◆ What the task requires ◆
Your job is to set down the stretch of entries that opens with the line containing "Note: indicate the woman's bare" and closes with the line containing "Note: indicate the sofa cushion". Keep both end lines, copy each exactly, and add nothing.

◆ Data records ◆
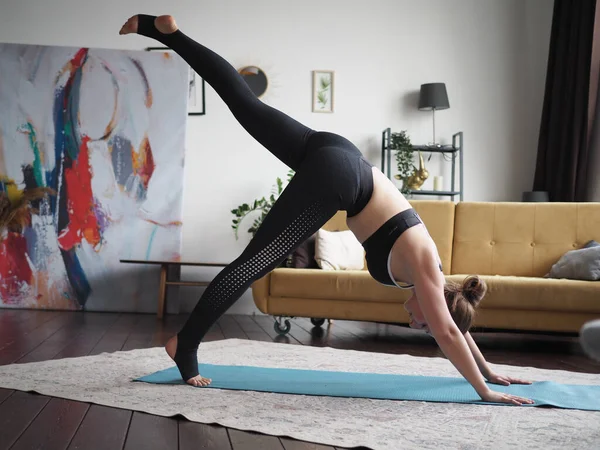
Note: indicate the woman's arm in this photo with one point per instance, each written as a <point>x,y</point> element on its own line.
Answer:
<point>479,359</point>
<point>429,288</point>
<point>486,370</point>
<point>430,293</point>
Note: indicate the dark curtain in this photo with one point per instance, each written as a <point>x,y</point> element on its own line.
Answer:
<point>564,147</point>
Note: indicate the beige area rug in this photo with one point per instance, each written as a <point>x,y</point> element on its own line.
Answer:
<point>106,379</point>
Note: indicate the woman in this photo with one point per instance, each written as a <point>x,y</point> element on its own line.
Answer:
<point>331,175</point>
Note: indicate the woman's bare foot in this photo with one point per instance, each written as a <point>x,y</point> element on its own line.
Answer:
<point>164,24</point>
<point>171,348</point>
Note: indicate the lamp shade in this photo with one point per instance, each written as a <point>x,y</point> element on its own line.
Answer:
<point>433,96</point>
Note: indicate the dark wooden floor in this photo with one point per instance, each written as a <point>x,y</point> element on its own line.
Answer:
<point>29,421</point>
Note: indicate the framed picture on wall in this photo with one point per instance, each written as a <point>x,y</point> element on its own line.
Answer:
<point>196,88</point>
<point>323,86</point>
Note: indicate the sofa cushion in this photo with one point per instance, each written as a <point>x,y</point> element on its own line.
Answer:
<point>352,285</point>
<point>521,239</point>
<point>504,292</point>
<point>582,264</point>
<point>304,256</point>
<point>338,250</point>
<point>539,294</point>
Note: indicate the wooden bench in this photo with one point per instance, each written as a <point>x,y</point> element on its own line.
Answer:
<point>170,275</point>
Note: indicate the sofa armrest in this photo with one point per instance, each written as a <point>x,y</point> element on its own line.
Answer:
<point>260,293</point>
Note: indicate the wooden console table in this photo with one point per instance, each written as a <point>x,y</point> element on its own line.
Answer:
<point>170,275</point>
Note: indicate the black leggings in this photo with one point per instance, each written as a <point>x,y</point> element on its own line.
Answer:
<point>331,175</point>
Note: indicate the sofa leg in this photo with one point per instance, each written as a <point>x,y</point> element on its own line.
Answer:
<point>279,328</point>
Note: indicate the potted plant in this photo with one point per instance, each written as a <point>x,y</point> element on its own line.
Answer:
<point>263,205</point>
<point>404,158</point>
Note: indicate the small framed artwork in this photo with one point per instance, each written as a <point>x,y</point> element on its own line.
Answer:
<point>323,86</point>
<point>196,88</point>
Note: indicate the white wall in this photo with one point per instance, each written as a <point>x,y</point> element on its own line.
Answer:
<point>490,53</point>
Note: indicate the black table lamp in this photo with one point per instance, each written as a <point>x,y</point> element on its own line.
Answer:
<point>433,96</point>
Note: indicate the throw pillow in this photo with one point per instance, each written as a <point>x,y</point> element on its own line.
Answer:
<point>338,250</point>
<point>582,264</point>
<point>304,256</point>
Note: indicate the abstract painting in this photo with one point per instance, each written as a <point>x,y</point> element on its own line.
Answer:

◆ Exercise output ◆
Note: indicate the woman's bare foot in this photo with one point per instance, each written as a <point>x,y</point> element on its own line.
Answer:
<point>164,24</point>
<point>171,348</point>
Note: indicate the lamp shade in this photo with one point per instance, each written as a <point>x,y</point> element on its own line.
Answer:
<point>433,96</point>
Note: indicate the dark wooden floor in this photo with one point per instance, each written as a <point>x,y</point> element on its own line.
Answer:
<point>29,421</point>
Note: indicate the framed picture on wall in this photo with one point per instance, each written as a <point>x,y</point> element on its own line.
Answer:
<point>196,88</point>
<point>323,86</point>
Note: indicate the sofa cushion in this photo with one point per instance, each written as a <point>x,y</point> element on its own line.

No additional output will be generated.